Jesús nos está invitando a conmover el mundo, a tocar al mundo. Este Dios encarnado, este Hijo del Dios vivo pasa por cada uno de nosotros, y cuando estoy tocando a alguien, cuando lo estoy abrazando, cuando permito que apoye du cabeza en mi pecho, cuando lo arropo, estoy fundido en un entrañable e íntimo abrazo con el Dios creador. Y en estos momentos se vuelve a escuchar desde el cielo: Tú eres mi hijo amado, en ti me complazco. Tú estás cumpliendo el mandamiento del amor, tú eres amado, y tú eres mi hijo.

En esta historia se contrapone la pureza y la impureza. Pero Jesús está acercando ambos conceptos, y ni lo puro es tan puro, ni lo impuro un impedimento para alcanzar el favor de Dios. Se mezclan los conceptos, Jesús es un maestro confundiendo a sus contemporáneos. Les recuerda que los mandamientos del Padre ya no están inscritos en tablas de piedra, ahora están escritos en el corazón, y cuando esos mandamientos pasan por el túrmix del corazón deben encarnarse desde cualquier forma de amor. El amor es ahora el fuego que purifica, la herramienta, la medicina, todo lo cura el amor, todo!

Las tablillas de la ley han servido durante un tiempo, nos han ayudado a respetar la corrección, al ser humano, a evitar lo malo, pero se han convertido en un señor con capacidad de gobierno. Ha dividido al mundo en buenos y malos, en víctimas y bandidos, en dignos e indignos… nos conduce a la frivolidad, al prejuicio, a la discordia… separa!

——————

## Objetivo del ejercicio:
Copia de nuevo el fragmento seleccionado desde "Jesús nos está" hasta "eres mi hijo.", ambos incluidos, y cambia en él "pecho" por "hombro".

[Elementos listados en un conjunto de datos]
——————

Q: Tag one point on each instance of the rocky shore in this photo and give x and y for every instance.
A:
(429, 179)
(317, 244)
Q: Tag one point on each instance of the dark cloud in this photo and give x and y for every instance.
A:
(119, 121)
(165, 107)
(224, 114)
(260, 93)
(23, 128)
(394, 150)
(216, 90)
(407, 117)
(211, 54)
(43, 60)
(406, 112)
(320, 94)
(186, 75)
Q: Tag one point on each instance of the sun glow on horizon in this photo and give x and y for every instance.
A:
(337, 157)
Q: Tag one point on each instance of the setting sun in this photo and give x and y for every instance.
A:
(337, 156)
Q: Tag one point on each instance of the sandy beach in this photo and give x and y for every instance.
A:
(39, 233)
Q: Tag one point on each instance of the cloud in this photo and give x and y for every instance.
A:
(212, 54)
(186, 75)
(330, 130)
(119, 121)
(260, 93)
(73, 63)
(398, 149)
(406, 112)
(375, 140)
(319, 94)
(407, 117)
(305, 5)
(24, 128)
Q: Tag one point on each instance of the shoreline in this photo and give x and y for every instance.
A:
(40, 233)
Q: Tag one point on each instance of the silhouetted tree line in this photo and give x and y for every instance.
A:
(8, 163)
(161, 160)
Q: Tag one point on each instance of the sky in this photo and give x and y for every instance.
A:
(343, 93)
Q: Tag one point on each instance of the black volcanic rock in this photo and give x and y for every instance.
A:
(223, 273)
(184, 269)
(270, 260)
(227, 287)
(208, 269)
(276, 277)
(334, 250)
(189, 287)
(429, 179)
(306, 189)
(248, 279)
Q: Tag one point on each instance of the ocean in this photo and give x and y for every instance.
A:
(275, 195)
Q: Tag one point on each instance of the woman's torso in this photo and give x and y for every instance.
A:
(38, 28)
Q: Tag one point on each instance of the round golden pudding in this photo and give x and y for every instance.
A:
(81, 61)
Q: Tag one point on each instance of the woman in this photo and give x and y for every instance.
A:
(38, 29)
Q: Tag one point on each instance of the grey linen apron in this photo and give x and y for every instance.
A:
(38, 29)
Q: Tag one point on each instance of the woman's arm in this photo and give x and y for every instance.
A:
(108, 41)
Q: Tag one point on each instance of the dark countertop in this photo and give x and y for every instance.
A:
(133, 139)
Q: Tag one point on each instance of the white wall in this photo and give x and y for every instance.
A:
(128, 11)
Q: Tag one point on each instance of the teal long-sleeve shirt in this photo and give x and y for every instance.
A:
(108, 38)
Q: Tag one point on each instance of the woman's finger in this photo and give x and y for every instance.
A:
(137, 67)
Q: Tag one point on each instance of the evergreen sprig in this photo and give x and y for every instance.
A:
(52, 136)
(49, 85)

——————

## Respuesta del ejercicio:
Jesús nos está invitando a conmover el mundo, a tocar al mundo. Este Dios encarnado, este Hijo del Dios vivo pasa por cada uno de nosotros, y cuando estoy tocando a alguien, cuando lo estoy abrazando, cuando permito que apoye du cabeza en mi hombro, cuando lo arropo, estoy fundido en un entrañable e íntimo abrazo con el Dios creador. Y en estos momentos se vuelve a escuchar desde el cielo: Tú eres mi hijo amado, en ti me complazco. Tú estás cumpliendo el mandamiento del amor, tú eres amado, y tú eres mi hijo.